(Entries taken from a pointing dataset)
►
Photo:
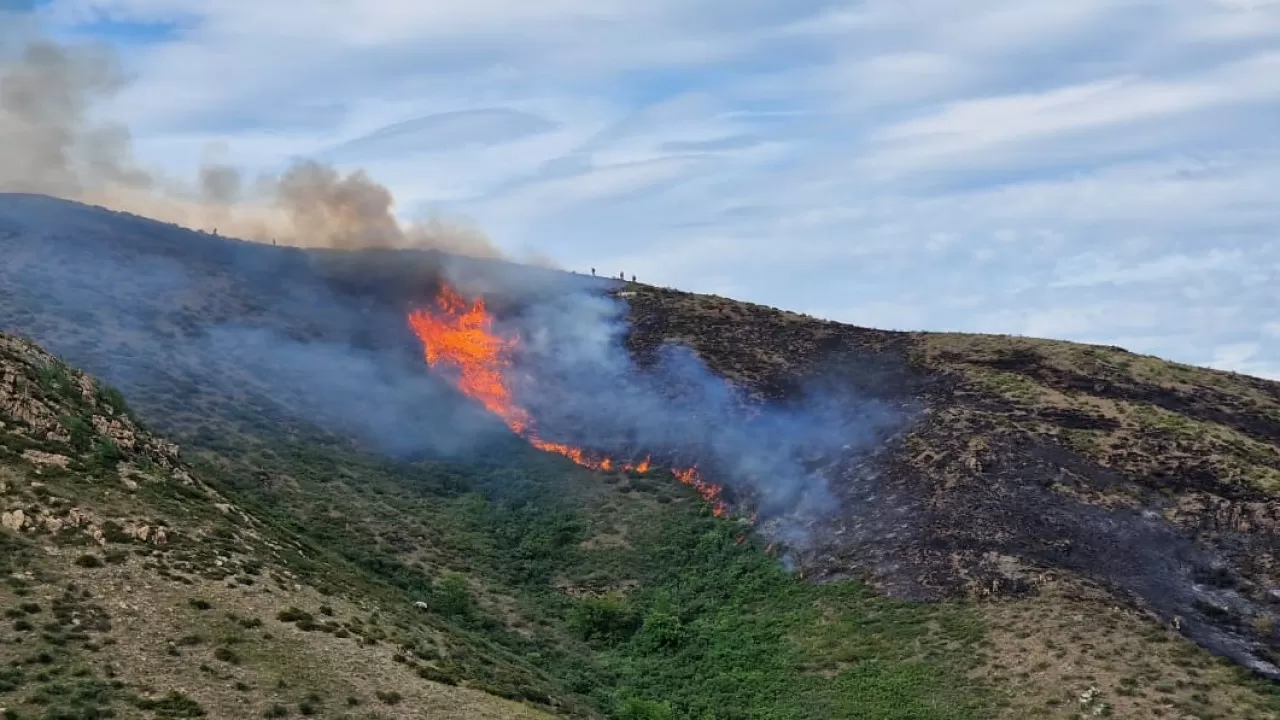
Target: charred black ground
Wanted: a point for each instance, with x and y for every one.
(1028, 464)
(1036, 461)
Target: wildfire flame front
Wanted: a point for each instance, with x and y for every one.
(460, 337)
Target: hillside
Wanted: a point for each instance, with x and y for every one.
(1015, 524)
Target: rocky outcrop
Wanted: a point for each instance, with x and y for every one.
(67, 413)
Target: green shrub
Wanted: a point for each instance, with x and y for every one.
(608, 619)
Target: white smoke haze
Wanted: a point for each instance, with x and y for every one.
(50, 145)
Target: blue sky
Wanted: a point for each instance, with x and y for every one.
(1102, 171)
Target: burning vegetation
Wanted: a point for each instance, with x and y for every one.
(460, 338)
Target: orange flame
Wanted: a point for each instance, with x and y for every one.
(461, 338)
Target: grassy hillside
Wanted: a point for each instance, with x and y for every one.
(1061, 531)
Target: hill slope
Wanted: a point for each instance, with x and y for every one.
(1084, 496)
(132, 588)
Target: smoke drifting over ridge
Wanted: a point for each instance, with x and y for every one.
◄
*Exercise description*. Can you rewrite all of the material above, substituting "Needed" for every "Wanted" and changing nothing else? Leave the pictures out of your answer.

*Complete answer*.
Photo:
Target: charred black ground
Needed: a point for each instance, with x and y for every one.
(1028, 464)
(1036, 461)
Target: wildfire flame front
Needed: a point for each instance, with x and y for every one.
(460, 337)
Target: hillside
Needed: a point for each instance, with x and y for every one.
(1015, 524)
Target: rocky outcrop
Needed: a point for each instance, with x and y for every one.
(67, 413)
Target: green shrub
Needed: a point for each instance, with x and y for every one.
(608, 619)
Target: white smoke haze
Needed: a point for each instance, with x and y for every one.
(50, 145)
Target: blue sky
Needed: a point for each instance, with x and y for every one.
(1102, 171)
Target: burning vegetation
Needed: a point for each instance, with x and y for every one.
(460, 338)
Target: orange flame
Needed: a point for each instance, with x and y for every one.
(461, 338)
Target: grassy hillside
Needed: a point for each instance, with x and y for every one.
(1061, 531)
Target: hill slope
Needed: a point for each instance, with x and y for every one.
(1084, 496)
(132, 588)
Target: smoke drifting over ridge
Needed: a point for each instance, with x and y for every one.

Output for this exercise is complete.